**Task description:** From the stored data below, select every line containing the word "blue" and copy each one.

--- START Data provided ---

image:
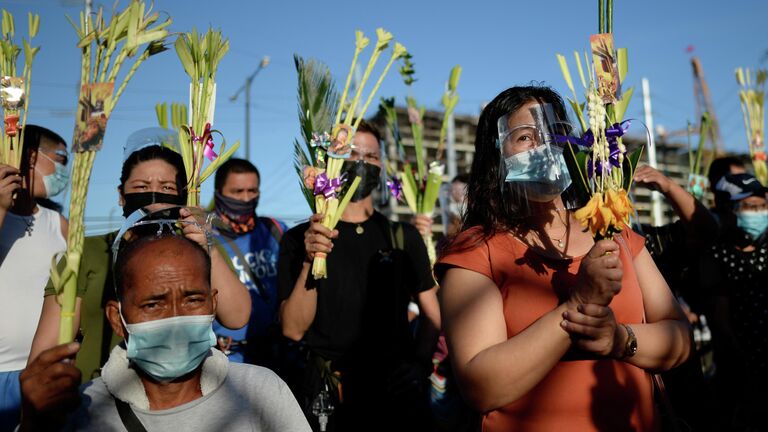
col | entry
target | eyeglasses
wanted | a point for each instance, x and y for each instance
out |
(752, 207)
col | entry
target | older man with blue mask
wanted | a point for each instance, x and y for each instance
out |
(166, 376)
(30, 236)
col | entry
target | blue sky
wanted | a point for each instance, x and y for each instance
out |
(498, 44)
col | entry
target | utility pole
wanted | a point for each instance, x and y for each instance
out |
(655, 196)
(246, 87)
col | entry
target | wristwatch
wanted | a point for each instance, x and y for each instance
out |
(630, 348)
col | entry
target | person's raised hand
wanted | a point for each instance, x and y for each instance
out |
(652, 179)
(599, 277)
(317, 238)
(49, 388)
(192, 228)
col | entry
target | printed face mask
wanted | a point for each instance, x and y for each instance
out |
(753, 223)
(56, 182)
(170, 348)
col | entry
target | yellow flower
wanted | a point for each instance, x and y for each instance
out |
(619, 204)
(597, 216)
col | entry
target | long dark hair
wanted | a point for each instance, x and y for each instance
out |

--- END Data provided ---

**Exercise result:**
target | older man with blue mask
target | blue sky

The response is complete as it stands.